The 1900 Olympic Games in Paris hosted what was surely the weirdest and most bizarre Olympic event of all time: live pigeon shooting.

The winner was Leon de Lunden of Belgium, who bagged 21 of the 300 birds that were released to the gun-toting competitors. Perhaps the sight of all those gory feathers fluttering down from the Olympic sky was too horrible for the audience and the organizers; the event never returned.

It may not have been an official Olympic sport, either - the IOC barely acknowledges Mr. de Lunden or the event in its archives. Yet pigeon shooting is just one of the strange competitions that give the 1900 Paris Olympics the gold for hosting the oddest events.

There were long jump and high jump competitions - for horses. For humans (men only), there was the standing broad jump and the standing high jump, both made without a running start. The gymnastic contestants had to struggle with rope climbing and lifting a stone that weighed 50 kg (about 110 pounds).

The tug-of-war, which had been an event in the ancient Olympics, was revived that year. It had two teams of eight men competing to drag the other over a distance of six feet within five minutes.

— WHAT IS BEING ASKED —
Copy out the text about the odd events at the 1900 Paris Olympics word for word, from its first line to its last.

— PROVIDED DATA —
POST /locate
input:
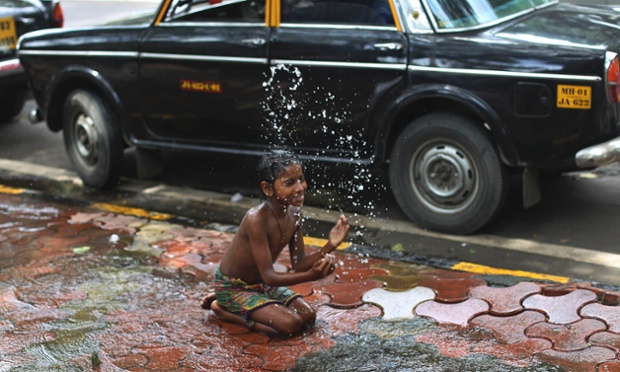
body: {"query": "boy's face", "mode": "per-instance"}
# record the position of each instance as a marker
(290, 186)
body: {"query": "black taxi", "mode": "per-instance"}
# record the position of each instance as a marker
(452, 97)
(16, 18)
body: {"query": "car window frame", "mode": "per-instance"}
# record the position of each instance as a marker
(439, 30)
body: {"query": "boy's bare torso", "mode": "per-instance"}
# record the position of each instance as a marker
(239, 261)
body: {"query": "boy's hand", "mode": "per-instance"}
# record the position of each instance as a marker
(324, 266)
(339, 231)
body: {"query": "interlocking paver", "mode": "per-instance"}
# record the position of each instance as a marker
(567, 337)
(608, 314)
(398, 305)
(399, 277)
(56, 277)
(520, 351)
(561, 309)
(505, 301)
(509, 329)
(613, 366)
(452, 289)
(608, 339)
(347, 295)
(456, 314)
(582, 360)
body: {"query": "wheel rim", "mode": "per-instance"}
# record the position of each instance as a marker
(444, 177)
(86, 140)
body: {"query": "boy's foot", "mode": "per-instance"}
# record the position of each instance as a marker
(207, 301)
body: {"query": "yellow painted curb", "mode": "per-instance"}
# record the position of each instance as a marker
(318, 242)
(132, 211)
(481, 269)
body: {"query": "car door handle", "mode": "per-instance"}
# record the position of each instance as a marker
(254, 42)
(388, 46)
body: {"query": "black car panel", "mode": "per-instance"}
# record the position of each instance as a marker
(451, 96)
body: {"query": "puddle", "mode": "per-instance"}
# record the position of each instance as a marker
(392, 346)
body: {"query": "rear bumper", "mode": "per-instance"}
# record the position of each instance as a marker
(597, 155)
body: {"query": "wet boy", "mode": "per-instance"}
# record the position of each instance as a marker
(248, 289)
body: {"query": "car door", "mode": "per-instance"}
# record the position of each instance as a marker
(201, 75)
(332, 63)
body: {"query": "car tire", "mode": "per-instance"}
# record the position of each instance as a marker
(446, 174)
(11, 105)
(92, 139)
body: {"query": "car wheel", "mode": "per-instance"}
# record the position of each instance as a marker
(92, 139)
(446, 174)
(11, 105)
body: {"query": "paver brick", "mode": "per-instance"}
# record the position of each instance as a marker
(457, 314)
(505, 301)
(452, 289)
(583, 360)
(508, 329)
(607, 339)
(567, 337)
(608, 314)
(398, 305)
(561, 309)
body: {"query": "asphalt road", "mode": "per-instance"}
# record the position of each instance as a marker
(572, 232)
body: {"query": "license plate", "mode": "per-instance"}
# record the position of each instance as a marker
(574, 97)
(8, 36)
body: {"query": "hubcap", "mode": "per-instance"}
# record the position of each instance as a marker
(444, 178)
(86, 139)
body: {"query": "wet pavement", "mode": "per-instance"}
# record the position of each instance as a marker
(109, 288)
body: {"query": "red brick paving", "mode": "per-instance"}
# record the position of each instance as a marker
(69, 271)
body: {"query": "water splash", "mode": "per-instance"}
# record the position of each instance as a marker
(295, 111)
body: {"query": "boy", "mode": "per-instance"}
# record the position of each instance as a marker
(248, 290)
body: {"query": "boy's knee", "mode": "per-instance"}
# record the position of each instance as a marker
(290, 326)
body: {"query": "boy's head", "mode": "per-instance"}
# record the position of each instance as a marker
(273, 165)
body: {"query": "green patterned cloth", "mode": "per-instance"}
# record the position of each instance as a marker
(242, 299)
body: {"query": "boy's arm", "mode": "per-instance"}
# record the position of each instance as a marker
(301, 262)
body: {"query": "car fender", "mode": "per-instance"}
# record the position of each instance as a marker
(73, 77)
(420, 100)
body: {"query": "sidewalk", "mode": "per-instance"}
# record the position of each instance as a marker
(107, 288)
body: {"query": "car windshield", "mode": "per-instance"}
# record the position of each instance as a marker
(459, 14)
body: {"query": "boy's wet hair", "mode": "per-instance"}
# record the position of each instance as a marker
(272, 165)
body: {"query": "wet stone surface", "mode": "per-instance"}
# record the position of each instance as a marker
(86, 289)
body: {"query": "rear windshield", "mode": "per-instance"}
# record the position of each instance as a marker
(459, 14)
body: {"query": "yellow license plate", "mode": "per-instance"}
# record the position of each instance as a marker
(8, 36)
(575, 97)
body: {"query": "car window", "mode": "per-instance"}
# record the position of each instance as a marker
(216, 11)
(456, 14)
(344, 12)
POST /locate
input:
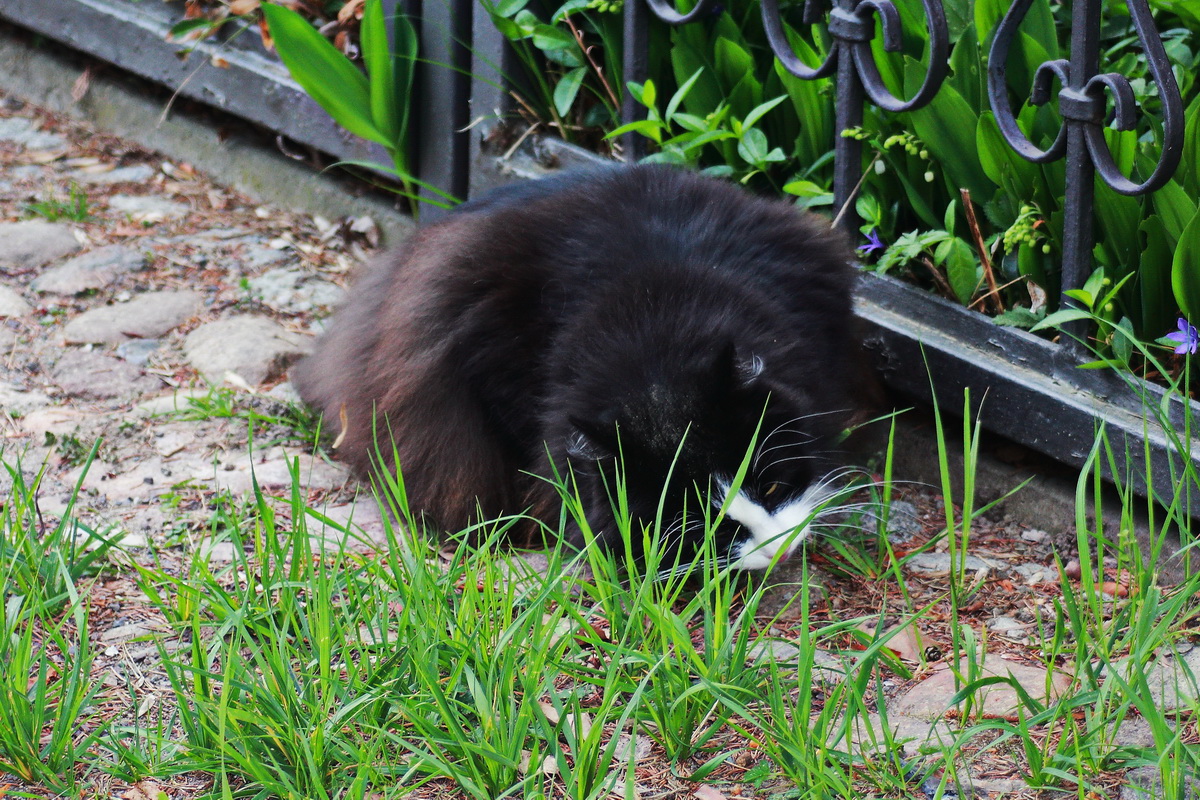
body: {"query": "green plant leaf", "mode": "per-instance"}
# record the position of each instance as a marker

— OUTPUT FOR THIS TASK —
The 1900 Olympic Games in Paris hosted what was surely the weirdest and most bizarre Olympic event of all time: live pigeon shooting.

The winner was Leon de Lunden of Belgium, who bagged 21 of the 300 birds that were released to the gun-toting competitors. Perhaps the sight of all those gory feathers fluttering down from the Olympic sky was too horrible for the audience and the organizers; the event never returned.

It may not have been an official Olympic sport, either - the IOC barely acknowledges Mr. de Lunden or the event in its archives. Yet pigeon shooting is just one of the strange competitions that give the 1900 Paris Olympics the gold for hosting the oddest events.

There were long jump and high jump competitions - for horses. For humans (men only), there was the standing broad jump and the standing high jump, both made without a running start. The gymnastic contestants had to struggle with rope climbing and lifting a stone that weighed 50 kg (about 110 pounds).

The tug-of-war, which had been an event in the ancient Olympics, was revived that year. It had two teams of eight men competing to drag the other over a distance of six feet within five minutes.